[Collected data]
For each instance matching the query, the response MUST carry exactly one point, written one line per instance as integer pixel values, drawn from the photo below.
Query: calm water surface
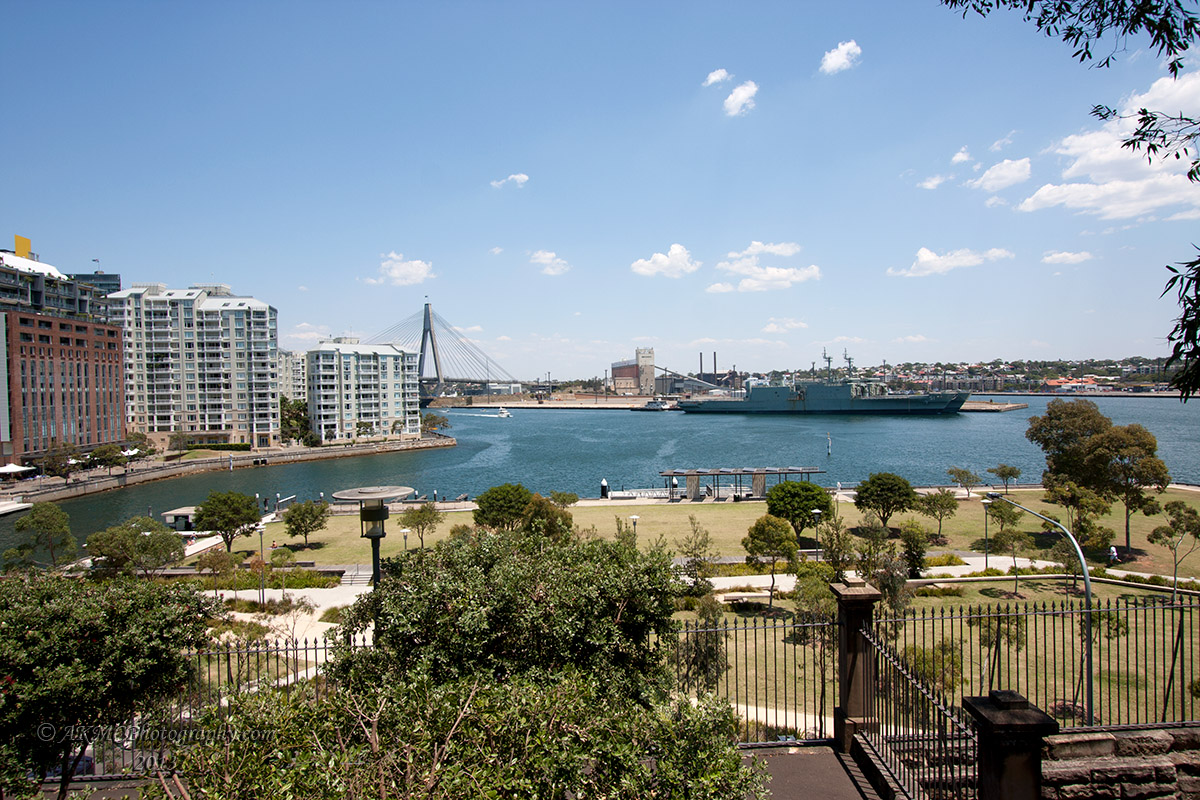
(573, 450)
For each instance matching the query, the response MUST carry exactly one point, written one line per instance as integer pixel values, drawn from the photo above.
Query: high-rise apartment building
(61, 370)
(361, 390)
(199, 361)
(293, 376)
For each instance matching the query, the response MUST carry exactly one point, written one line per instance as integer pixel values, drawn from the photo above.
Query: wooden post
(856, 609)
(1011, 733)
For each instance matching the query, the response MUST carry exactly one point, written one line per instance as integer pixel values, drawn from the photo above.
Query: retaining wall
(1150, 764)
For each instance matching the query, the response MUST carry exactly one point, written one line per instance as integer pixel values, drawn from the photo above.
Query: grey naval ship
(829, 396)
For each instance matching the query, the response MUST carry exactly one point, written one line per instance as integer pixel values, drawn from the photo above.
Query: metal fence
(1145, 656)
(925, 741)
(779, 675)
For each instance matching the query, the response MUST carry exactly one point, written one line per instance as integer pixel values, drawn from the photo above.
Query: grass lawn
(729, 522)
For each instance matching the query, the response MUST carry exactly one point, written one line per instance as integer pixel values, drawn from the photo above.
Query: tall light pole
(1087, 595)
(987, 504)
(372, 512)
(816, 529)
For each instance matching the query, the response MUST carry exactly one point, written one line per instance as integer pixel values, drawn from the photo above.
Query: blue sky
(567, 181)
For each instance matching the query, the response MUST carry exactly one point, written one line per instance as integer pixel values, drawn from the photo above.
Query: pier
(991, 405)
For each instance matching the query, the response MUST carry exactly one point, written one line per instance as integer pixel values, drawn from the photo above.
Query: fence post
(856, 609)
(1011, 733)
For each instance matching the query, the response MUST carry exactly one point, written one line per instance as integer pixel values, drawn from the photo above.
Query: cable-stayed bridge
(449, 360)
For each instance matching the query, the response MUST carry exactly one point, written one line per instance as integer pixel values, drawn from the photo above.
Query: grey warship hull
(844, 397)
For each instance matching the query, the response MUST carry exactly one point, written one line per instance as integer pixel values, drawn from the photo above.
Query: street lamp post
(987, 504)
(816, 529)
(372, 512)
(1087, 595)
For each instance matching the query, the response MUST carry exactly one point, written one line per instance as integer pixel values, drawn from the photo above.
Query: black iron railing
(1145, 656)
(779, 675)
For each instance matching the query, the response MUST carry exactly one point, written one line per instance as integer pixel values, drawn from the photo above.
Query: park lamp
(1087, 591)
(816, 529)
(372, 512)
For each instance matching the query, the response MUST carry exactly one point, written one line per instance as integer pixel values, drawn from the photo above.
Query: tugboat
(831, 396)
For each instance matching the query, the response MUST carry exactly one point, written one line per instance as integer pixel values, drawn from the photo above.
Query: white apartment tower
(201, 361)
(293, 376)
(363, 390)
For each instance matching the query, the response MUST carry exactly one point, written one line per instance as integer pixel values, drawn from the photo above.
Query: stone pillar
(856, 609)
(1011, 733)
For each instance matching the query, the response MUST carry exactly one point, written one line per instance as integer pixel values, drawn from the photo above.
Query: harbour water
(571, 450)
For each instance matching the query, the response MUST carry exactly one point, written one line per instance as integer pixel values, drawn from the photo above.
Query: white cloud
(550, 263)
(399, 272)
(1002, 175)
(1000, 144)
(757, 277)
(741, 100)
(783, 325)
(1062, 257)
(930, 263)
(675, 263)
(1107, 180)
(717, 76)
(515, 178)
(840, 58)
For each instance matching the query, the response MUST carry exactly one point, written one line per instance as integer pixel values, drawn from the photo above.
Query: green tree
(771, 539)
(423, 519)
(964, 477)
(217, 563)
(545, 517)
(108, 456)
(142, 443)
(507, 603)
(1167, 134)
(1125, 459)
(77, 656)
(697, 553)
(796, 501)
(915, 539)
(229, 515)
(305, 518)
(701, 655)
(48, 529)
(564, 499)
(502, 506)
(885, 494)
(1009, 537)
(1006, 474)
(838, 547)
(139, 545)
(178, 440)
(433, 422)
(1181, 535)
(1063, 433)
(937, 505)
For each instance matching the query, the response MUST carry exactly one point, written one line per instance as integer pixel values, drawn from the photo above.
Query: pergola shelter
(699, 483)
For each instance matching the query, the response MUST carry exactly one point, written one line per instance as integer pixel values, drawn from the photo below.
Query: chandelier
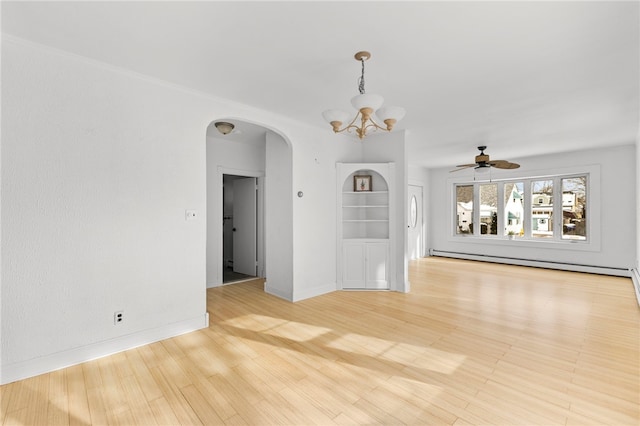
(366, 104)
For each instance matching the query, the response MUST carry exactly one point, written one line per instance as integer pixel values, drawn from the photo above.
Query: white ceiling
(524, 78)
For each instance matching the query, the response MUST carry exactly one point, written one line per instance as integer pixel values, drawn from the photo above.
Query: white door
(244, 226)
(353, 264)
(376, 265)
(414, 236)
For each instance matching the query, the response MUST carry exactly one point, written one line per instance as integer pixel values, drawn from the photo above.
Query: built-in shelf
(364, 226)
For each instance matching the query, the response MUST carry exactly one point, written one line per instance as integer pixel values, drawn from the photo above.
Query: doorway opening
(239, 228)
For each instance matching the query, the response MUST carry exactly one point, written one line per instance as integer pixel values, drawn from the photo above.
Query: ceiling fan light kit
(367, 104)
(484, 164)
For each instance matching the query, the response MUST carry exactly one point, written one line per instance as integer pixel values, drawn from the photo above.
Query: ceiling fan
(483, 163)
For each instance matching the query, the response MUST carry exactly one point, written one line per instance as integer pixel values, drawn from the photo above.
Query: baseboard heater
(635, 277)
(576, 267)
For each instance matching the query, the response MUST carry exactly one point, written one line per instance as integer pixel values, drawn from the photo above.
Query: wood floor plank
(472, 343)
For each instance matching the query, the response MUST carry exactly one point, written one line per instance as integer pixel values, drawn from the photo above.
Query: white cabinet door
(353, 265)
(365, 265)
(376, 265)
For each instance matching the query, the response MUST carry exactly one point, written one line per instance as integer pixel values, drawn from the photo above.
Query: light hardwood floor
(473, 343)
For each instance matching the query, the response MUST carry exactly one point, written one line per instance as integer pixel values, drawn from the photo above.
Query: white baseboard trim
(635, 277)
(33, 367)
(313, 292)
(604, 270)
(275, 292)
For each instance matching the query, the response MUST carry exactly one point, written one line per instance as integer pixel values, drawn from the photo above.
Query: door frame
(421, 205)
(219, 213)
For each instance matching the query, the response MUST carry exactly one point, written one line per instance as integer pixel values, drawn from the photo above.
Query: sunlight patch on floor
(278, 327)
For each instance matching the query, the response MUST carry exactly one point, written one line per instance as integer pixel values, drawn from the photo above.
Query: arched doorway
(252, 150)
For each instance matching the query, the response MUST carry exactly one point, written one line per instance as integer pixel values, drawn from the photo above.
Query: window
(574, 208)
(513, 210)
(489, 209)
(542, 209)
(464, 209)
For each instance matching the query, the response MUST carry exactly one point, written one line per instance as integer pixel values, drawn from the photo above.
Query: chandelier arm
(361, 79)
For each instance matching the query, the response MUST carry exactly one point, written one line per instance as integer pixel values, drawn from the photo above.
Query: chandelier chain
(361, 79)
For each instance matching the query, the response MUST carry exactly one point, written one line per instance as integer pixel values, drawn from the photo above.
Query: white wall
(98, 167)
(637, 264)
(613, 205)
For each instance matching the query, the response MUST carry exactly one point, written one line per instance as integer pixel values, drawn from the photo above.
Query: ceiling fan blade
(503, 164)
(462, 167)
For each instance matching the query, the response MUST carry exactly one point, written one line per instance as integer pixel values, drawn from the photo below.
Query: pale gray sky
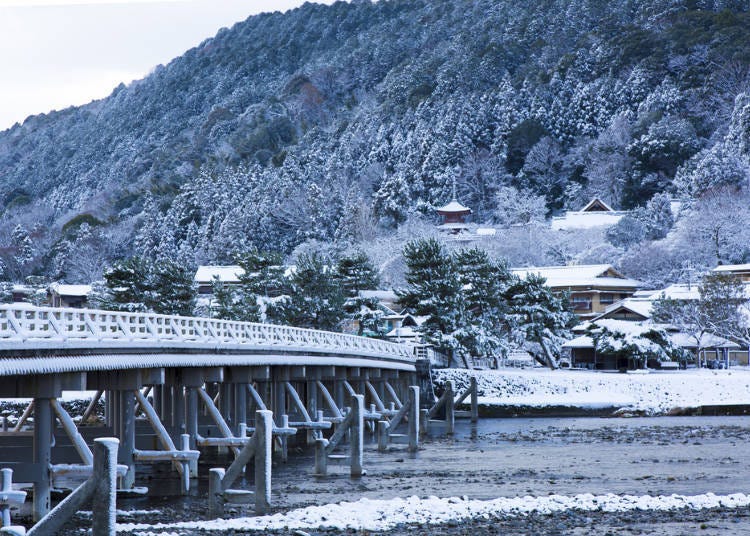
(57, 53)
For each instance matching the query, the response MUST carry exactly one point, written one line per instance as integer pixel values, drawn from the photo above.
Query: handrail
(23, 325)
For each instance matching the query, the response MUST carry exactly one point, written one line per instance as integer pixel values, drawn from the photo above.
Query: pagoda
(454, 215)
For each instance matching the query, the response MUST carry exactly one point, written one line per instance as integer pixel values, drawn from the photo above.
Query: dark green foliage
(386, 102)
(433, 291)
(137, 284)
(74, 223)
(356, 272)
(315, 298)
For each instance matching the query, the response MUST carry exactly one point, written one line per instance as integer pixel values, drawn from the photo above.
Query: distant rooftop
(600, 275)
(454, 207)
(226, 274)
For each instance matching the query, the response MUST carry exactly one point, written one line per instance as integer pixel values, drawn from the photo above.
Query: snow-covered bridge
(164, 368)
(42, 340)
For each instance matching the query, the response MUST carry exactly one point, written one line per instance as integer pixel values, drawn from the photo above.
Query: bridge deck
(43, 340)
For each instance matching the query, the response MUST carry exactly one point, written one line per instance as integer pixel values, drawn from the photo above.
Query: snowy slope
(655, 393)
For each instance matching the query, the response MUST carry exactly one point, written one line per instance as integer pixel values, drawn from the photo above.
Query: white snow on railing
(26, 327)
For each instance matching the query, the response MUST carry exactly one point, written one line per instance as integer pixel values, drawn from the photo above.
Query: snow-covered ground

→ Exercise instructions: Which lines above contain the word "doorway"? Pick out each one and copy it in full.

→ Right answer:
Query: doorway opening
Query: arched doorway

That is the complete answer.